Stated problem —
Could you write out every entry exactly as it stands?

Information provided —
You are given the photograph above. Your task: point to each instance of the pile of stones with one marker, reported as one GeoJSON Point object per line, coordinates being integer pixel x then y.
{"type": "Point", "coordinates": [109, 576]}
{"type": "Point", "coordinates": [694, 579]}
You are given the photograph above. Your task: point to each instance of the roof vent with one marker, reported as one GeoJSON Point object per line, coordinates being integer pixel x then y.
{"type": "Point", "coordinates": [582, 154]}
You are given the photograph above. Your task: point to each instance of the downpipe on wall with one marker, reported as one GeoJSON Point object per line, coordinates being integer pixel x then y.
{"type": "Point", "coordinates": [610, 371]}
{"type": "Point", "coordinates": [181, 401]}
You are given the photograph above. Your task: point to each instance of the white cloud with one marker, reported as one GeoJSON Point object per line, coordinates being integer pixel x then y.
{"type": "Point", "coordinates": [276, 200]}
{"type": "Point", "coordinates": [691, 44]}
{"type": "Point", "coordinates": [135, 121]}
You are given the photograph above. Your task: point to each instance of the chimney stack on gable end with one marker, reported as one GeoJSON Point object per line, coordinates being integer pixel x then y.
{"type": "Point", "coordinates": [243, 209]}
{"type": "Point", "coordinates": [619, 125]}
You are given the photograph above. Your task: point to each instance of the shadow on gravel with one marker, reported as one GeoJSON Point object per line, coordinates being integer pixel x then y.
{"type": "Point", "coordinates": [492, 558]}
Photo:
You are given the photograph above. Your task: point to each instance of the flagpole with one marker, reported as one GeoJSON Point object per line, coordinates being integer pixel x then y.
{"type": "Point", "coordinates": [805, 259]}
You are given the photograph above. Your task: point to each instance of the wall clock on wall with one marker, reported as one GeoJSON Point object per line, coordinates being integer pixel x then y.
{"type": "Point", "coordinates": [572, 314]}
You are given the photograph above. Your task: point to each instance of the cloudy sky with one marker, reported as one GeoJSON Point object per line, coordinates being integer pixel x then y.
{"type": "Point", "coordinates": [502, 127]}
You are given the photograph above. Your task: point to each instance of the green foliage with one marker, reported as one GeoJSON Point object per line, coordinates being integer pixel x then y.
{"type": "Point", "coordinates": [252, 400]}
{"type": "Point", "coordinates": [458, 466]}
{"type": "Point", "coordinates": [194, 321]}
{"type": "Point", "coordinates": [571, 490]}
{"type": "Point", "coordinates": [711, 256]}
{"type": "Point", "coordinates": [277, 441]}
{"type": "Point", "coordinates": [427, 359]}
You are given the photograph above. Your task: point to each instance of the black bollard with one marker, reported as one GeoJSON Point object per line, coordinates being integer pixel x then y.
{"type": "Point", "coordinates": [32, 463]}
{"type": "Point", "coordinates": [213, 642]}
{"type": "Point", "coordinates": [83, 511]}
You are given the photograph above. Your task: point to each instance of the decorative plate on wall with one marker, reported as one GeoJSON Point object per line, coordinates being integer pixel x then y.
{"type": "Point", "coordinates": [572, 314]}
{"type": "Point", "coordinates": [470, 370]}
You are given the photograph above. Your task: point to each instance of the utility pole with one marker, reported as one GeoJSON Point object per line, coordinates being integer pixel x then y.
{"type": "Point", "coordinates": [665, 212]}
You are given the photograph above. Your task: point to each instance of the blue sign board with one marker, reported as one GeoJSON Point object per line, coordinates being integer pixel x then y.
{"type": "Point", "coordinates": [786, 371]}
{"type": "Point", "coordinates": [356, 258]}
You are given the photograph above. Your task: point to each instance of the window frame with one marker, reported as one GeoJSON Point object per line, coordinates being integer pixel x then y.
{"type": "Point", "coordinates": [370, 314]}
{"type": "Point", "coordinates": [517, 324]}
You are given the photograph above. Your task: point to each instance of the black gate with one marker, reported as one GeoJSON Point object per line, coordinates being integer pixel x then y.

Full response —
You are given the photograph above. Your task: point to each instance of the pile of stones with one marker, reported as one GeoJSON Point object per line, coordinates being integer pixel x then y.
{"type": "Point", "coordinates": [109, 576]}
{"type": "Point", "coordinates": [694, 579]}
You are given the photograph above. Your task: point to each instance of the roof vent with one marker, reported as one GeoJSON Point object per line, coordinates being integer pixel x then y.
{"type": "Point", "coordinates": [582, 154]}
You are given the photograph above. Your task: point to each instance of the downpipe on wall with one marker, reported as one GeoJSON Point object per line, coordinates being integer pixel x then y.
{"type": "Point", "coordinates": [610, 371]}
{"type": "Point", "coordinates": [181, 401]}
You are given the photograph above. Your task: point to each instance of the white cloud with one marker, reported as one GeoJSON Point object per line, coordinates being integer pixel x then y.
{"type": "Point", "coordinates": [276, 200]}
{"type": "Point", "coordinates": [691, 44]}
{"type": "Point", "coordinates": [135, 121]}
You are given the photograph above. Your task: point to each instance of the chimney stack on gable end with one marker, reported as one GeoJSON Point object per line, coordinates being integer pixel x then y.
{"type": "Point", "coordinates": [243, 209]}
{"type": "Point", "coordinates": [619, 125]}
You are given the photograph above. Your task: point to each instance of the shadow on gravel with one marker, reported as one GeoJSON Point object per line, coordinates being integer pixel x then y.
{"type": "Point", "coordinates": [492, 558]}
Photo:
You are given the photograph above. Your task: point to each instance of the flagpole with one marker, reported as one GeoJSON Point object per line, coordinates being integer pixel x then y.
{"type": "Point", "coordinates": [805, 259]}
You are given the photograph above. Your task: point to each instance of the wall clock on wall with one marker, reported as one GeoJSON Point object per line, coordinates being integer pixel x then y.
{"type": "Point", "coordinates": [572, 314]}
You are given the photograph above. Your task: point to each instance of the cloudy sky with one marker, reported as one GeoJSON Point object per line, coordinates being integer pixel x then y.
{"type": "Point", "coordinates": [502, 127]}
You are given the photograph above. Your task: point to each instance of the green foliage with one marker, reported as one GeoJSON Point object per line, coordinates being integer pixel x then y.
{"type": "Point", "coordinates": [252, 400]}
{"type": "Point", "coordinates": [458, 466]}
{"type": "Point", "coordinates": [194, 321]}
{"type": "Point", "coordinates": [571, 490]}
{"type": "Point", "coordinates": [711, 256]}
{"type": "Point", "coordinates": [277, 441]}
{"type": "Point", "coordinates": [427, 359]}
You are given the photograph above. Your task: point to each instance of the black bollard with one marker, reported as one GeoJSON Point object per line, coordinates being integer pixel x then y.
{"type": "Point", "coordinates": [32, 463]}
{"type": "Point", "coordinates": [213, 642]}
{"type": "Point", "coordinates": [83, 511]}
You are given the photograph above. Your task: point to each instance of the decorative plate on wall with one marker, reported as one GeoJSON Point object per line, coordinates being integer pixel x then y.
{"type": "Point", "coordinates": [572, 314]}
{"type": "Point", "coordinates": [470, 370]}
You are given the photograph above. Your task: point to each instance of the utility pole with one marker, reported as one GeoJSON Point object per line, coordinates being integer pixel x then y.
{"type": "Point", "coordinates": [665, 212]}
You are given the photograph above. Your task: point to each instance of the blue sign board with one marker, reported as one GeoJSON Point object per line, coordinates being integer pixel x then y.
{"type": "Point", "coordinates": [786, 371]}
{"type": "Point", "coordinates": [356, 258]}
You are given the photograph above. Your task: point to each instance of the window frame with one marker, reported as one GeoJSON Point object per line, coordinates being integer pixel x then y.
{"type": "Point", "coordinates": [370, 314]}
{"type": "Point", "coordinates": [517, 324]}
You are given the photograph above. Your task: point to each instance of the black gate with one marker, reported as one GeoJSON Point object per line, coordinates being integer pixel x then y.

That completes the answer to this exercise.